Of all the lines in this material, how many have the word "trace"? Give only the number.
++++++++++++++++++++
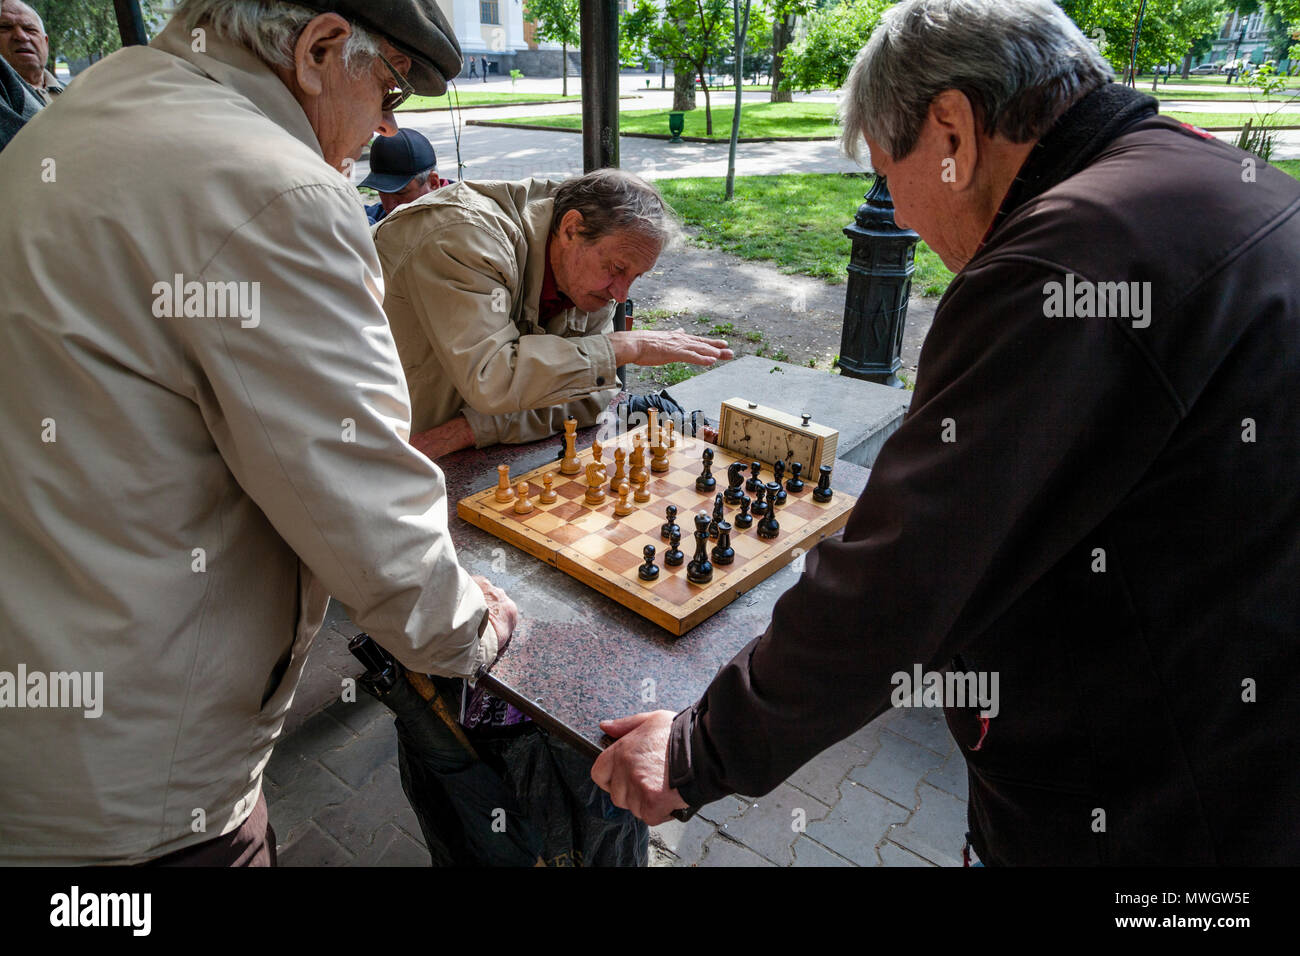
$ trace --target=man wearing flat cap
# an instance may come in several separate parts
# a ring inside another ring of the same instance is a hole
[[[509,638],[341,175],[460,66],[433,0],[182,0],[0,154],[0,861],[273,863],[329,595],[416,671]]]
[[[379,202],[366,207],[373,226],[398,206],[451,183],[438,175],[438,157],[428,137],[418,130],[401,129],[393,136],[375,137],[370,144],[370,175],[361,185],[379,193]]]

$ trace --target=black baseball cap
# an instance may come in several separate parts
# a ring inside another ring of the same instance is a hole
[[[407,80],[422,96],[441,96],[461,69],[456,31],[436,0],[290,0],[308,10],[354,20],[411,58]]]
[[[361,185],[381,193],[401,192],[412,179],[437,165],[433,144],[423,133],[399,129],[395,136],[376,136],[370,144],[370,175]]]

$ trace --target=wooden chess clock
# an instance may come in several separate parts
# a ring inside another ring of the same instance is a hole
[[[805,477],[815,479],[819,466],[835,464],[840,433],[810,423],[811,417],[787,415],[743,398],[729,398],[722,403],[718,444],[768,465],[780,460],[800,462]]]

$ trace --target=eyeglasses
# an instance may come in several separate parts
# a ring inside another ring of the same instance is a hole
[[[393,74],[393,79],[397,81],[398,88],[385,93],[384,101],[380,104],[380,108],[385,113],[391,113],[406,102],[407,98],[415,92],[415,87],[406,81],[406,77],[397,72],[397,68],[389,63],[388,58],[382,53],[379,54],[379,59],[384,61],[384,66],[388,67],[388,72]]]

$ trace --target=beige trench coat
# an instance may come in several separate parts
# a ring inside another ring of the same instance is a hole
[[[251,812],[327,595],[421,671],[495,634],[358,197],[269,69],[173,24],[0,182],[0,861],[139,861]],[[102,713],[6,704],[19,668]]]
[[[456,183],[374,227],[414,431],[463,414],[479,448],[535,441],[618,394],[613,302],[538,319],[558,186]]]

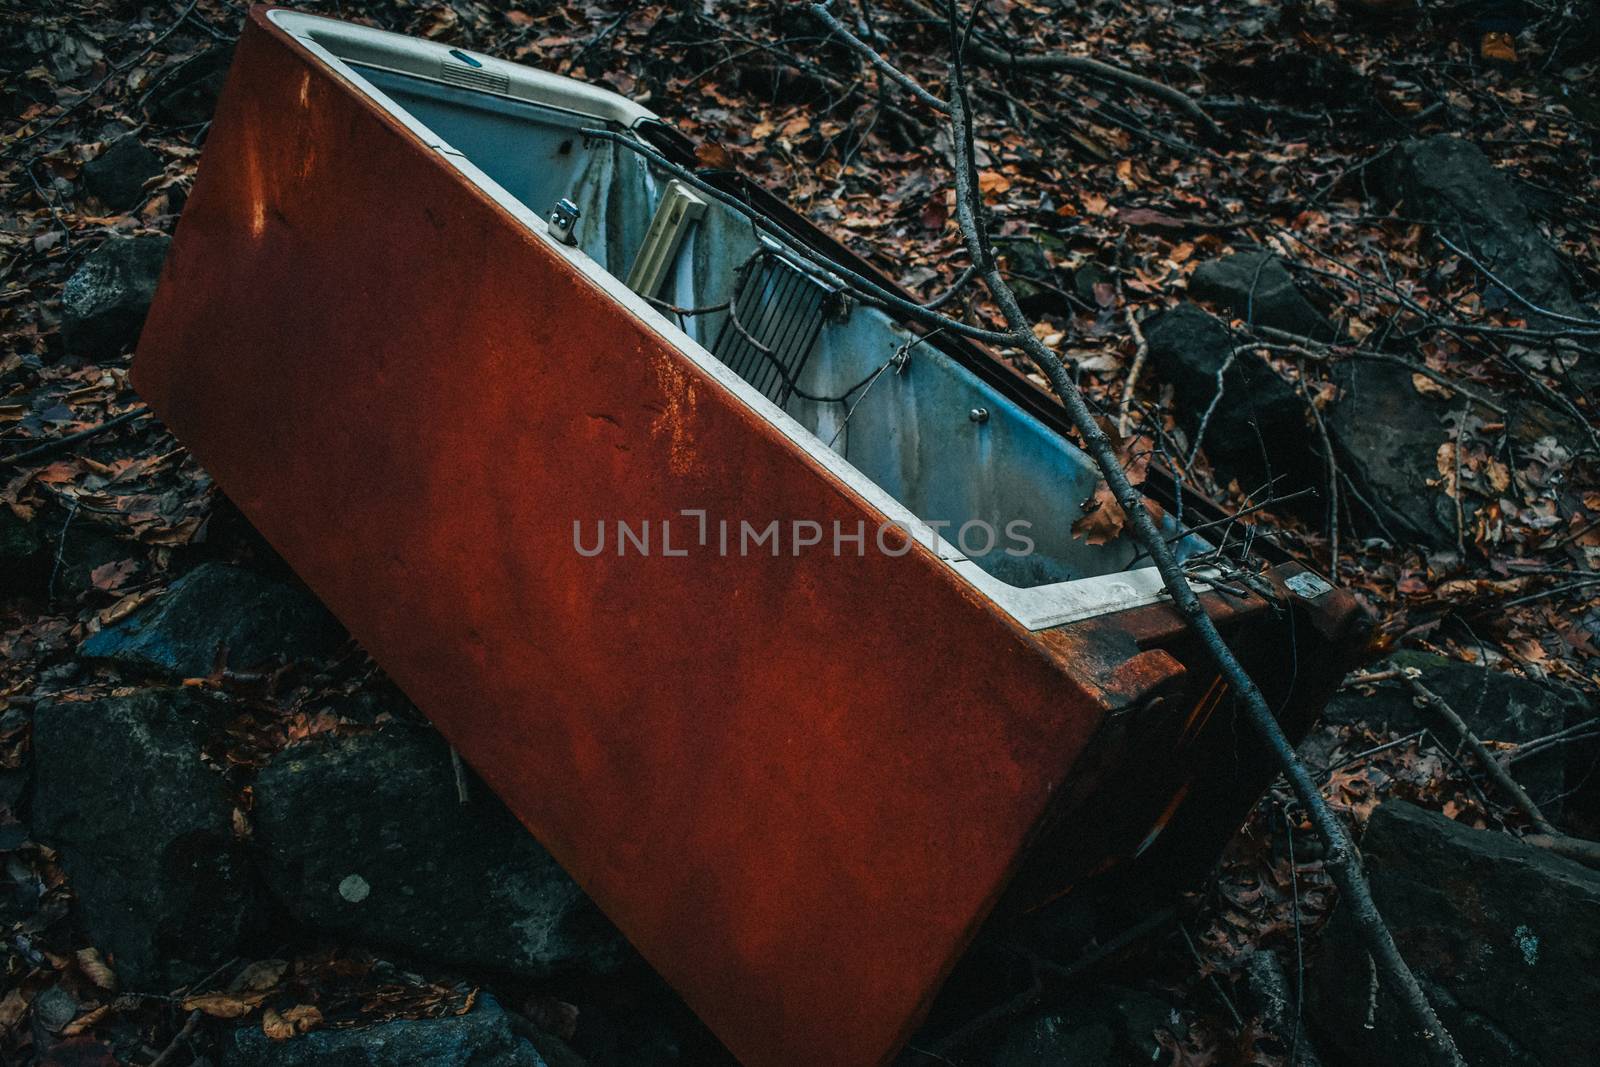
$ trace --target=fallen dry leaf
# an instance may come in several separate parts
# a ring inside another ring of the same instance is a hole
[[[1122,536],[1122,527],[1128,517],[1116,497],[1112,496],[1111,487],[1105,479],[1100,480],[1094,496],[1084,504],[1084,508],[1084,514],[1072,524],[1073,537],[1081,538],[1085,544],[1104,545]]]
[[[978,189],[984,196],[999,196],[1011,188],[1011,179],[998,171],[986,170],[978,175]]]
[[[1454,390],[1446,389],[1426,374],[1413,374],[1411,387],[1423,396],[1436,396],[1441,400],[1449,400],[1456,395]]]
[[[99,590],[107,593],[115,592],[117,587],[127,582],[134,571],[139,569],[138,560],[119,559],[110,563],[103,563],[89,572],[90,583]]]
[[[738,167],[732,152],[715,141],[701,141],[695,146],[695,162],[711,170],[734,170]]]
[[[104,989],[107,993],[115,993],[117,991],[116,972],[106,965],[106,961],[100,957],[98,949],[80,948],[75,953],[75,957],[78,961],[78,969],[88,977],[89,981]]]
[[[261,1015],[261,1031],[274,1041],[286,1041],[315,1029],[321,1022],[322,1012],[315,1005],[296,1004],[282,1012],[268,1008]]]
[[[129,593],[127,596],[123,597],[121,600],[102,611],[97,618],[99,618],[102,626],[110,626],[113,623],[121,622],[123,619],[126,619],[129,615],[132,615],[135,611],[138,611],[140,608],[144,607],[144,605],[160,596],[162,592],[163,590],[160,589],[146,589],[142,593]]]
[[[266,999],[265,993],[201,993],[185,997],[184,1011],[198,1011],[213,1019],[240,1019],[256,1010]]]
[[[1490,30],[1483,35],[1483,40],[1478,43],[1478,54],[1484,59],[1494,59],[1501,63],[1515,63],[1517,61],[1517,42],[1504,30]]]
[[[288,969],[288,960],[257,960],[239,972],[229,989],[235,993],[264,992],[277,985]]]
[[[22,1018],[27,1010],[28,1002],[23,998],[22,990],[16,988],[6,990],[6,995],[0,997],[0,1032],[17,1025],[17,1020]]]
++++++++++++++++++++
> **EXERCISE RESULT**
6